--- Begin Available data ---
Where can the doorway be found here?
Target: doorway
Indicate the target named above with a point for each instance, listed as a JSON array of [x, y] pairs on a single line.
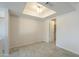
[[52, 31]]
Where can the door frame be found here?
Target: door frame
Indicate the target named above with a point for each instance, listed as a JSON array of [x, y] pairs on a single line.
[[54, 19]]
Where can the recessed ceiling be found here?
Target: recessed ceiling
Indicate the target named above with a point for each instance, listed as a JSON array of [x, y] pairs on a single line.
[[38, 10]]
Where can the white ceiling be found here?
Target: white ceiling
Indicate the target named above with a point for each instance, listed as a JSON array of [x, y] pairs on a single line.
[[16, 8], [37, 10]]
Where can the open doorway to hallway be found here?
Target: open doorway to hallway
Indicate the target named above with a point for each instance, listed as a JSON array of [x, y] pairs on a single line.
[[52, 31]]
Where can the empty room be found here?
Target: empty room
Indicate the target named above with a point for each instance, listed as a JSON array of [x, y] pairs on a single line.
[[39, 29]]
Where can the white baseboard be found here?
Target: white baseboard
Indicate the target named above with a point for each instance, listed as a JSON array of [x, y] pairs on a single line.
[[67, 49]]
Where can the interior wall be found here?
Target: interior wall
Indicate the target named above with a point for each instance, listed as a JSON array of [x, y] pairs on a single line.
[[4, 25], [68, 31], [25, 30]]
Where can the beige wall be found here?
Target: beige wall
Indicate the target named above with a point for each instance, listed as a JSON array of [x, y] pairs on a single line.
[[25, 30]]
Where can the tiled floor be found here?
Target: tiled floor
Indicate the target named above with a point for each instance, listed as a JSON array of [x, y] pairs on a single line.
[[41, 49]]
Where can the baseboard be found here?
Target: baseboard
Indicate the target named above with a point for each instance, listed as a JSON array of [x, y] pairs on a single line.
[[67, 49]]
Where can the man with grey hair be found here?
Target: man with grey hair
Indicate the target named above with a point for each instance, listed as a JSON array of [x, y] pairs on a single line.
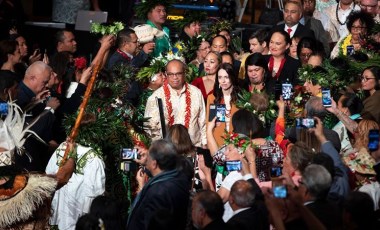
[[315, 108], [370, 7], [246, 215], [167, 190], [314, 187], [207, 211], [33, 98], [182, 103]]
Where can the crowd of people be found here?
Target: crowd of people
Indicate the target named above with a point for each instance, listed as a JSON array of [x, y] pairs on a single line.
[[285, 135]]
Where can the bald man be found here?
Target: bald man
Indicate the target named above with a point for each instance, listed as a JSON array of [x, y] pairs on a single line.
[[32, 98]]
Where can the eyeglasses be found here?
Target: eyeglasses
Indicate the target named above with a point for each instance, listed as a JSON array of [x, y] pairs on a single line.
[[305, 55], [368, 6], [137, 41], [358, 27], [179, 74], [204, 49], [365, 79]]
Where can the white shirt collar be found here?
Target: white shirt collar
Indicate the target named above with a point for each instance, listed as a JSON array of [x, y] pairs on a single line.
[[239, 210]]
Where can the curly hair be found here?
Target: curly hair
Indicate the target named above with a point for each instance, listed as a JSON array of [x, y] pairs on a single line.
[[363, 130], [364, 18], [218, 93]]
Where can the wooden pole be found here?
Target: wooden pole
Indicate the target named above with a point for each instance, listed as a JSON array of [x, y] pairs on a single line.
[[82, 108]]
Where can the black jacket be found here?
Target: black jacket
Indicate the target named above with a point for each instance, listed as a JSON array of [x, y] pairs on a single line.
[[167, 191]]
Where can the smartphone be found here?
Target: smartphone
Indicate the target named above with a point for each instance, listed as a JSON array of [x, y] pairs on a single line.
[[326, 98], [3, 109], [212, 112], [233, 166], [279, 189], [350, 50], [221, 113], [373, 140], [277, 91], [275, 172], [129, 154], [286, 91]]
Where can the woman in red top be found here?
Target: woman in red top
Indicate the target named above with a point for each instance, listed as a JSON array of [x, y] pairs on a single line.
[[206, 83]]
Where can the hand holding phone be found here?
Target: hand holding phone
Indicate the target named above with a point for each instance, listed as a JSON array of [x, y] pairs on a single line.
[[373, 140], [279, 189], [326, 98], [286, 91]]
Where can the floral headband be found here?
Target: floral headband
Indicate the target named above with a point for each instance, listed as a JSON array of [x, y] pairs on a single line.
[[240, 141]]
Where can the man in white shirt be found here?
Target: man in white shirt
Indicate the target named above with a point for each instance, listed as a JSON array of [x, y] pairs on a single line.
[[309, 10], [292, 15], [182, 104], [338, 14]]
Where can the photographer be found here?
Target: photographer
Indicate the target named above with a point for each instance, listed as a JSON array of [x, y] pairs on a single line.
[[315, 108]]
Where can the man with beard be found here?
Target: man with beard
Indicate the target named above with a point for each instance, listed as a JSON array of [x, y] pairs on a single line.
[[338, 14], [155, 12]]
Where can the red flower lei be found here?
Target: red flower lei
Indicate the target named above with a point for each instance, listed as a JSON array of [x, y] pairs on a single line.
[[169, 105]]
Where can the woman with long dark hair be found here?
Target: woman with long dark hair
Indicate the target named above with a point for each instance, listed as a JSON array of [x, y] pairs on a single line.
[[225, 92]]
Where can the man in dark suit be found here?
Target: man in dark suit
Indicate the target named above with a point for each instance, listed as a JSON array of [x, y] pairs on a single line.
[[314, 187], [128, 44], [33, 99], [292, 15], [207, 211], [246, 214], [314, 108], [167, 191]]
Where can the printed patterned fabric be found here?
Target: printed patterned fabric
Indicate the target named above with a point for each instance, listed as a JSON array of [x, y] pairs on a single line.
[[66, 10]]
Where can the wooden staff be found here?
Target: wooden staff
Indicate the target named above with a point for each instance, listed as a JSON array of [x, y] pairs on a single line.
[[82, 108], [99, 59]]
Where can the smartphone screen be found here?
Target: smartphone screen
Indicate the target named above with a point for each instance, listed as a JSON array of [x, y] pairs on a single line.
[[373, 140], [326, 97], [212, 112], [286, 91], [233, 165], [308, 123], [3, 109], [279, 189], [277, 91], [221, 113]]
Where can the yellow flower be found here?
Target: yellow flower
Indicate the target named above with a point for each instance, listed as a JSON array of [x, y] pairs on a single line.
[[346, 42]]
--- End Available data ---
Work instructions: Transcribe, word for word, every line from the one containing "Where can the smartphone screen" through the final line of the entries, and nothing else.

Response to this exercise:
Where can the smartphone screen be found here?
Target: smartphone screen
Indicate the target named above with a point for each instance, listed as a JSON array of [x, y] pairs on a single line.
[[373, 140], [326, 97], [212, 112], [286, 91], [233, 165], [308, 123], [3, 109], [279, 189], [277, 91], [221, 113]]
Where can the yellow flower be found here?
Target: yellow flower
Indicate the target named above with a point for each instance, listed as a JSON array of [x, y] pairs on a single line.
[[346, 42]]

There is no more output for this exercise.